→ Task to complete
Which lines in the records below contain the word "Please"? Copy each one out.

(Stored data)
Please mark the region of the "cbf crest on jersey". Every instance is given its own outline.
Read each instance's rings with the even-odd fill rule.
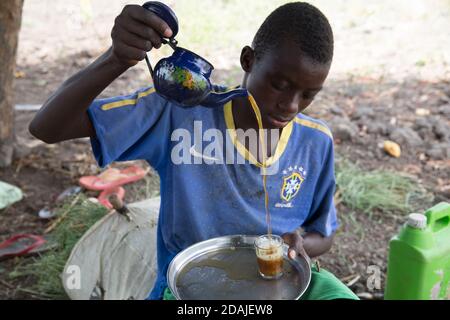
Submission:
[[[290,202],[299,192],[306,177],[303,167],[289,167],[283,171],[283,185],[281,187],[281,199]]]

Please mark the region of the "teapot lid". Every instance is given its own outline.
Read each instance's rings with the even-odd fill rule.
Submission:
[[[169,6],[159,1],[148,1],[142,5],[145,9],[150,10],[158,17],[163,19],[172,30],[171,39],[178,34],[178,18]]]

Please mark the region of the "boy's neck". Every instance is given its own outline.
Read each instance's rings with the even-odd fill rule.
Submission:
[[[259,130],[258,121],[256,120],[256,115],[253,112],[253,108],[248,98],[233,99],[231,113],[233,116],[235,129],[242,129],[244,132],[249,129],[254,129],[258,132]],[[263,129],[266,129],[264,128],[264,124]],[[278,138],[281,136],[282,130],[283,129],[279,129],[279,132],[277,134]],[[275,148],[278,144],[278,138],[277,139],[272,138],[271,130],[267,130],[265,132],[266,132],[265,135],[268,134],[268,136],[265,137],[265,141],[267,142],[266,156],[270,157],[275,152]],[[240,138],[241,137],[239,137],[238,135],[238,139]],[[241,143],[242,142],[244,143],[245,148],[249,150],[250,146],[247,145],[249,141],[241,141]],[[258,144],[257,150],[259,150],[259,140],[257,140],[256,143]],[[259,154],[254,156],[256,156],[258,161],[262,162],[263,158]]]
[[[256,115],[253,112],[253,108],[248,98],[233,99],[231,110],[236,129],[242,129],[244,131],[248,129],[259,130]]]

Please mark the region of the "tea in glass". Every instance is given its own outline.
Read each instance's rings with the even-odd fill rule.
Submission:
[[[264,279],[278,279],[283,275],[283,239],[265,234],[255,240],[256,258]]]

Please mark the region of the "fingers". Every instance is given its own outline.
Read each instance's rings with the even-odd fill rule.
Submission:
[[[308,253],[306,252],[305,248],[303,247],[303,245],[300,248],[297,248],[297,253],[301,256],[303,256],[305,259],[309,259]]]
[[[294,248],[289,248],[288,250],[288,257],[292,260],[294,260],[297,257],[297,251],[295,251]]]
[[[284,242],[289,245],[288,257],[290,259],[295,259],[297,255],[307,256],[305,249],[303,248],[303,238],[292,232],[287,232],[281,236]]]
[[[172,30],[170,29],[169,25],[153,12],[138,5],[126,6],[124,10],[126,10],[133,19],[140,21],[141,23],[154,29],[164,37],[169,38],[172,36]]]
[[[281,238],[283,239],[283,241],[289,245],[289,247],[292,247],[295,244],[295,234],[292,232],[286,232],[284,234],[281,235]]]
[[[156,47],[158,45],[154,44],[152,41],[138,37],[133,33],[127,33],[126,36],[121,39],[122,42],[126,45],[146,52],[150,51],[153,47]],[[160,43],[159,46],[161,46]]]
[[[118,58],[124,61],[141,61],[145,58],[145,51],[129,46],[123,42],[113,43],[113,50]]]
[[[121,38],[124,40],[128,39],[131,41],[134,39],[133,41],[136,42],[150,41],[152,47],[161,47],[161,36],[157,34],[155,30],[142,23],[125,23],[124,20],[118,19],[114,28],[117,29],[117,33],[119,33]],[[139,39],[137,39],[136,37],[138,37]]]
[[[111,31],[113,55],[121,63],[135,65],[145,58],[146,52],[161,47],[161,35],[172,36],[164,20],[139,5],[127,5]]]
[[[290,259],[295,259],[297,257],[297,245],[296,245],[296,238],[293,233],[285,233],[281,236],[283,238],[283,241],[289,246],[288,249],[288,257]]]

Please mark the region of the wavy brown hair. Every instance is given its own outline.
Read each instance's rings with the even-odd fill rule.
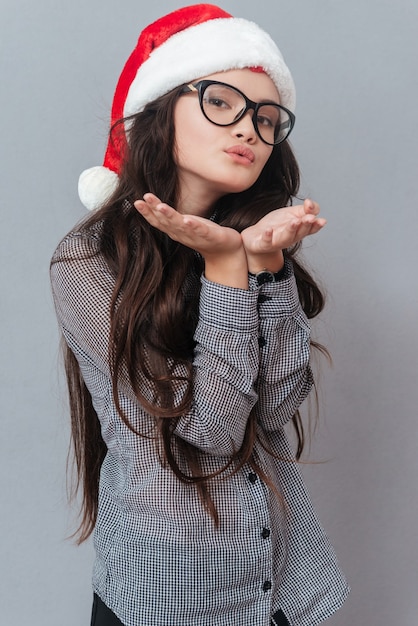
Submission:
[[[216,474],[204,475],[198,449],[175,436],[177,420],[190,410],[193,400],[193,336],[203,263],[193,250],[150,226],[133,206],[133,201],[146,192],[155,193],[164,202],[176,206],[178,179],[173,156],[173,112],[180,93],[181,87],[111,129],[111,139],[118,142],[118,134],[125,132],[127,125],[129,127],[119,185],[106,205],[86,219],[82,228],[88,231],[100,223],[100,253],[115,278],[109,362],[119,415],[137,432],[119,403],[118,388],[124,379],[138,402],[156,420],[161,462],[168,464],[179,480],[195,484],[217,524],[218,514],[210,494],[211,478],[218,474],[227,476],[249,463],[270,484],[253,456],[257,438],[255,412],[249,416],[241,448]],[[298,165],[290,145],[284,142],[273,147],[259,179],[250,189],[228,194],[216,202],[212,219],[242,231],[273,209],[289,205],[298,189]],[[302,307],[308,318],[312,318],[321,311],[324,298],[313,277],[296,260],[296,252],[297,247],[287,250],[286,256],[293,260]],[[190,285],[190,280],[194,280],[194,284],[185,291],[184,286]],[[76,533],[81,543],[95,525],[99,474],[106,446],[77,361],[67,346],[64,350],[78,477],[76,488],[82,486],[83,491],[81,523]],[[180,400],[179,388],[182,390]],[[299,413],[293,417],[293,424],[299,458],[304,444]]]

→ Final answer
Please mark the region of the "cbf crest on jersey". Every instance is given its own outline.
Please mark the region of the "teapot lid". Every instance is given its own outline.
Please mark the region of the "boy's neck". Every instance is given its own outline.
Please mark the region of the "tea in glass". Every instance is given its own outline.
Please mark the region of the "fingers". Every instance is given its own outline.
Please mark the region of the wavy brown hair. Every instance is given its own outline.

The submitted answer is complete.